The problem:
In your answer, give each entry again exactly as it appears.
[[ Data records, beginning ]]
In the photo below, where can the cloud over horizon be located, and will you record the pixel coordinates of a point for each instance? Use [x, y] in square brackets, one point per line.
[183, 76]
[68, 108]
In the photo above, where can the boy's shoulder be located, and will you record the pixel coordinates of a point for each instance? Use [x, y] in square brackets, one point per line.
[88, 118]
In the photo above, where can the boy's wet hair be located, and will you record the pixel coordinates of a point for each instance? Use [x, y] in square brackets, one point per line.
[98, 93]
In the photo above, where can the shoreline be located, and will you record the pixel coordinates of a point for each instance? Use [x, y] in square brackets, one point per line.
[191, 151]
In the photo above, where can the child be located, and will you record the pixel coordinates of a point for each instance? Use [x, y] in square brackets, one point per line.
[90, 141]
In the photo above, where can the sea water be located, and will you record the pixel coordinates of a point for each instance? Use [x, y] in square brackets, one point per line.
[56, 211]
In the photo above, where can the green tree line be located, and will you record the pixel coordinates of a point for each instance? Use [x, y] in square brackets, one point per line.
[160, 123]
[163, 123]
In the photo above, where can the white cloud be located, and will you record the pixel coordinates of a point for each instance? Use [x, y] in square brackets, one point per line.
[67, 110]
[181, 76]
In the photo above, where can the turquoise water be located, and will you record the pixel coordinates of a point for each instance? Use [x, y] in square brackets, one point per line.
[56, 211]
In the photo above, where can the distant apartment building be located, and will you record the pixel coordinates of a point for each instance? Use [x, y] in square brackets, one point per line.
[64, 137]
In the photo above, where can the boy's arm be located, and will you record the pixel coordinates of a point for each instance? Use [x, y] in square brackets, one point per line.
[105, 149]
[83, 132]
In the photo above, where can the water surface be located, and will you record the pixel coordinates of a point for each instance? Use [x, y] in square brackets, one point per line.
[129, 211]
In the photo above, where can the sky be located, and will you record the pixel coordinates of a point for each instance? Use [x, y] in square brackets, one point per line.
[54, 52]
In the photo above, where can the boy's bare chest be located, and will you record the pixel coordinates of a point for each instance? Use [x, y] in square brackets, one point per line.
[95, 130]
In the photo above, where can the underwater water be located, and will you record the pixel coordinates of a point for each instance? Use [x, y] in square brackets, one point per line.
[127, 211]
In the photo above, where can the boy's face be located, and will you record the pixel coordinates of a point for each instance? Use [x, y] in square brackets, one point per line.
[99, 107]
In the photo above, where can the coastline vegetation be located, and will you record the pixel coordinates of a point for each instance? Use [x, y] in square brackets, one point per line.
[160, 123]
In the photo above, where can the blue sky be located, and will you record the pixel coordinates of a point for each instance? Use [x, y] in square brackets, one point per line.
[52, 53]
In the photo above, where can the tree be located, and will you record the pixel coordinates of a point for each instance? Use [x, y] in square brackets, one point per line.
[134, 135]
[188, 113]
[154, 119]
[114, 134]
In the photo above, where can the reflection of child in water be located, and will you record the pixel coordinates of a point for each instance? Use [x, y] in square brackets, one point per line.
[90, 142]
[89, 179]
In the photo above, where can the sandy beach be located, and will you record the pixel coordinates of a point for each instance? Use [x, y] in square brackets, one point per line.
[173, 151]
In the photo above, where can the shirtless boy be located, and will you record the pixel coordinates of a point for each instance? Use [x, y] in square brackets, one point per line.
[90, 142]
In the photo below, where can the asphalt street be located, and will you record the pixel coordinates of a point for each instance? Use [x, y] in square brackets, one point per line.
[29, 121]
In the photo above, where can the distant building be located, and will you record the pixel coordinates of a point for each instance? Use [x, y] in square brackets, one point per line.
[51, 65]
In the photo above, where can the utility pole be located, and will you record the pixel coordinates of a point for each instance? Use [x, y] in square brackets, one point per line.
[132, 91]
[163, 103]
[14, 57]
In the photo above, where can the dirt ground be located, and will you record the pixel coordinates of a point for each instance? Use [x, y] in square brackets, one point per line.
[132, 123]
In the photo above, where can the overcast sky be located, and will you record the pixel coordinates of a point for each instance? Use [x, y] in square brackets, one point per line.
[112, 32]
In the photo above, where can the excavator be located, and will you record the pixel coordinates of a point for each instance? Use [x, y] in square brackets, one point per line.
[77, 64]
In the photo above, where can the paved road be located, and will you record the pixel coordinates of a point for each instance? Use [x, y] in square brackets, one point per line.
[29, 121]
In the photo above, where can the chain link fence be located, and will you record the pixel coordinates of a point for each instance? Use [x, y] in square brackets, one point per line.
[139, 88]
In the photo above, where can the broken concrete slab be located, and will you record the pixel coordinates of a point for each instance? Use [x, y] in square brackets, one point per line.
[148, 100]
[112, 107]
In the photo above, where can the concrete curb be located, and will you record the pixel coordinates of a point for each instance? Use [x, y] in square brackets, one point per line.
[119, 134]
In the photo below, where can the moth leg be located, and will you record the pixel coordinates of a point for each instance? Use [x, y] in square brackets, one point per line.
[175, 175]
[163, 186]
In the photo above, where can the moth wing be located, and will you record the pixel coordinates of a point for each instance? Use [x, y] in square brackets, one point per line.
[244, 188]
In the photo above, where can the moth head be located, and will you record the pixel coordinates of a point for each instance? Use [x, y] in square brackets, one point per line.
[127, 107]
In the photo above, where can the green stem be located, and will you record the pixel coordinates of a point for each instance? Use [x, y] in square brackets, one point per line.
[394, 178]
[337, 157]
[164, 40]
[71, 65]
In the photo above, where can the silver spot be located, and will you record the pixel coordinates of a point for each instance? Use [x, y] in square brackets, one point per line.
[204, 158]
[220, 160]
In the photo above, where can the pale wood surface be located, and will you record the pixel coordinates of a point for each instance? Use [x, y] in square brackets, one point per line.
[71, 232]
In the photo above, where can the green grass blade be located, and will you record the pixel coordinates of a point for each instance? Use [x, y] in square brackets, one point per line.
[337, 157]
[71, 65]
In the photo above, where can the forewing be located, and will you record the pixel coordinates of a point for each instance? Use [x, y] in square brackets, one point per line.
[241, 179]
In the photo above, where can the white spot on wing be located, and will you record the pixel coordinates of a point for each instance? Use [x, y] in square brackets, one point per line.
[[ Data records, end ]]
Output for this task:
In the photo below, where can the cloud over horizon be located, and will you record the pixel coordinates of a point for each instance? Use [x, y] in square brackets, one point per line.
[183, 76]
[68, 108]
In the photo above, where can the boy's shoulder be located, and will you record the pixel coordinates of a point for each instance? Use [x, y] in square brackets, one point per line.
[88, 118]
In the photo above, where can the boy's wet hair be located, and will you record the pixel coordinates of a point for each instance? Use [x, y] in square brackets, one point per line.
[98, 93]
In the photo above, where can the shoreline be located, and will you record the pixel coordinates of a point for each instance? Use [x, y] in square brackets, one point per line.
[191, 151]
In the photo above, where can the child be located, and will you record the pixel coordinates of a point for each instance? Use [x, y] in square brackets, one point per line.
[90, 141]
In the photo above, where can the sea water be located, and will you record the pixel coordinates of a point for each instance? Use [x, y] in square brackets, one point per line.
[56, 211]
In the photo above, where can the green tree line be located, and will you record the pixel coordinates of a point for each instance? Use [x, y] in square brackets, one point per line.
[160, 123]
[163, 123]
In the photo above, where can the white cloud be located, and will you record the pixel coordinates of a point for each instance? Use [x, y] in square brackets, one point per line.
[67, 110]
[181, 76]
In the photo above, where can the turquoise water be located, and will you record the pixel coordinates of a point for each instance? Use [x, y] in square brackets, one point per line.
[56, 211]
In the photo above, where can the distant apartment building be located, and will you record the pixel coordinates of a point for each instance? Use [x, y] in square brackets, one point per line.
[64, 137]
In the photo above, where can the boy's arm be located, and will you record the pixel coordinates of a point for each instance? Use [x, y] in square brackets, one point per line.
[105, 149]
[83, 132]
In the photo above, where can the water surface be located, and will you record the pixel coordinates of a point for each instance? Use [x, y] in square brackets, one point per line.
[129, 211]
In the photo above, where can the sky be located, and will you record the pixel coordinates of a point for each instance? Use [x, y] in square brackets, one point per line.
[54, 52]
In the photo above, where can the boy's bare chest be located, and will you record the pixel coordinates of a point for each instance? Use [x, y] in square brackets, one point per line.
[95, 130]
In the photo above, where can the underwater water be located, and will you record the pixel coordinates of a point for each instance? Use [x, y] in square brackets, one point per line.
[127, 211]
In the photo above, where can the boy's face be located, and will you record the pixel coordinates of a point for each instance? Use [x, y] in square brackets, one point per line.
[99, 107]
In the photo above, where can the coastline vegetation be located, and will you record the pixel coordinates of a point for each instance? Use [x, y] in square brackets, one point per line.
[160, 123]
In the photo above, where can the blue sky be located, and will you record the pixel coordinates of a point for each instance? Use [x, y] in square brackets, one point per line.
[52, 53]
In the photo above, where can the tree be located, and will you record the pixel coordinates of a point for each instance? Use [x, y] in square brackets, one point per line.
[134, 135]
[188, 113]
[154, 119]
[114, 134]
In the photo above, where can the reflection of child in water be located, and will you record the pixel coordinates of a point for each instance? Use [x, y] in square brackets, one point per line.
[90, 142]
[89, 179]
In the photo above, where can the sandy beach be located, and will you record the pixel coordinates of a point for each instance? Use [x, y] in square brackets, one point per line.
[173, 151]
In the photo above, where can the shirtless boy be located, and will you record the pixel coordinates of a point for each instance? Use [x, y] in square brackets, one point per line.
[90, 142]
In the photo below, where can the asphalt street be located, and will you record the pixel coordinates of a point for each instance? Use [x, y] in square brackets, one point per line.
[29, 121]
In the photo above, where can the distant building be located, and will you record the pixel coordinates of a point for each instance? Use [x, y] in square brackets, one point per line.
[51, 65]
In the photo above, where can the utility pole be located, and will you record the pixel coordinates of a point for each instance? Use [x, y] in square brackets, one point per line.
[132, 91]
[163, 103]
[14, 57]
In the photo above, where can the dirt ground be located, and will you record the pixel coordinates of a point for each instance? Use [x, y] in square brackets, one point per line.
[132, 123]
In the photo above, where can the overcast sky be located, and will you record the pixel coordinates of a point for each instance? Use [x, y] in square brackets, one point per line.
[112, 32]
In the photo above, where can the excavator be located, and will you record the pixel coordinates of a point for each instance? Use [x, y] in square brackets, one point per line.
[77, 64]
In the photo above, where can the paved road be located, and will you record the pixel coordinates of a point for each instance? Use [x, y] in square brackets, one point per line.
[29, 121]
In the photo above, where can the chain link fence be located, and will you record the pixel coordinates of a point for each instance? Use [x, y] in square brackets, one point per line.
[139, 88]
In the photo above, where can the broken concrete slab be located, and will you record the pixel coordinates of a point for each instance? Use [x, y] in square brackets, one point per line.
[148, 100]
[112, 107]
In the photo above, where can the concrete curb be located, and will you record the pixel coordinates of a point for each instance? Use [x, y] in square brackets, one point per line.
[119, 134]
In the photo below, where can the moth leg be located, and will you record the pixel coordinates of a point for each instance? Use [x, y] in square brackets, one point per line.
[175, 175]
[163, 186]
In the photo above, where can the moth wing be located, and will you record the pixel coordinates of a point for each instance? Use [x, y] in square brackets, one point per line.
[244, 188]
In the photo above, where can the moth head be located, and will you record the pixel coordinates of a point for each instance? Use [x, y] in square brackets, one point per line.
[127, 107]
In the photo above, where can the green stem be located, and will you record the pixel coordinates of a point for each instance? Use [x, y] in square brackets, one point per line.
[394, 178]
[337, 157]
[164, 40]
[71, 65]
In the photo above, where can the silver spot be located, and will you record the pixel coordinates of a point for each instance? Use [x, y] in square brackets, one point per line.
[204, 158]
[220, 160]
In the photo above, where can the pale wood surface be located, and will you record the pixel coordinates of a point for each instance? Use [x, y] in square brackets, one point per line.
[71, 232]
In the photo above, where can the green grass blade be located, and will you record the pixel coordinates of a point for each instance? Use [x, y] in square brackets, one point per line.
[337, 157]
[71, 65]
In the photo above, where can the forewing be located, and will you record the pixel coordinates of a point for each instance? Use [x, y] in square brackets, one point per line.
[241, 179]
In the photo above, where can the white spot on wing be located, and will you record the pixel coordinates of a point for each instance? Use [x, y] in square brackets, one point per line.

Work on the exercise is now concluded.